**What the task asks**
Express the stretch of rows below that opens with the line containing "the white plaster" and closes with the line containing "x=280, y=316" as a Markdown table with the columns No. and Line. Number each line, put one line per entry, and leave out blank lines.

**Supplied material**

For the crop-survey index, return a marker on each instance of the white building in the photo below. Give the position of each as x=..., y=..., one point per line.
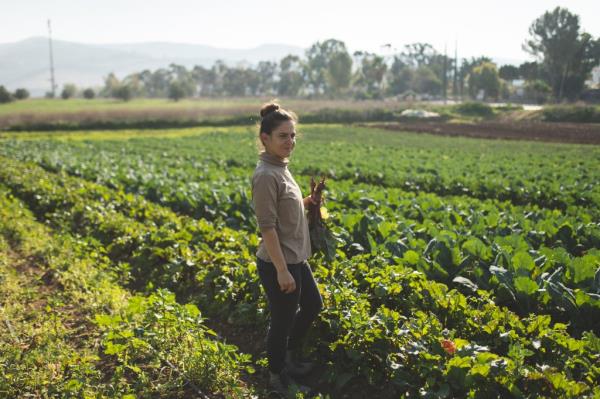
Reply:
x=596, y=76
...
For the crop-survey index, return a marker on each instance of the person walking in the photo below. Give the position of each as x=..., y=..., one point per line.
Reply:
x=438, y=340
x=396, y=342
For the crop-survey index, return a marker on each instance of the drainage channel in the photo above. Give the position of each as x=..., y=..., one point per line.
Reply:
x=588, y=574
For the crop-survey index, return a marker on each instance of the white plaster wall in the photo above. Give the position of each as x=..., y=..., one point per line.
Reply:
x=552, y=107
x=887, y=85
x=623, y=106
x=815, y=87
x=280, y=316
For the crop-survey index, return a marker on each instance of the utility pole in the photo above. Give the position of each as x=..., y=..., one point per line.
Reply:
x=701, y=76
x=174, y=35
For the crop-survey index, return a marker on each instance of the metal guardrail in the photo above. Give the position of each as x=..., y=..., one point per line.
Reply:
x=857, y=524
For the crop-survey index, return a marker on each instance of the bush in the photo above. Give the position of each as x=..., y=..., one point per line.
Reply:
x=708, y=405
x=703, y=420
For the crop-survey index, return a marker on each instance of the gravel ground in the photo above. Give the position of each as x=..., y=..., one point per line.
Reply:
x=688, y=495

**Result**
| No. | Line |
|---|---|
| 1 | For the crop-survey index, return a marker on each instance of the white plaster wall in the photo above. Give the position of each as x=..., y=..., one point per line. |
| 2 | Reply: |
| 3 | x=552, y=107 |
| 4 | x=887, y=85 |
| 5 | x=623, y=106 |
| 6 | x=815, y=87 |
| 7 | x=280, y=316 |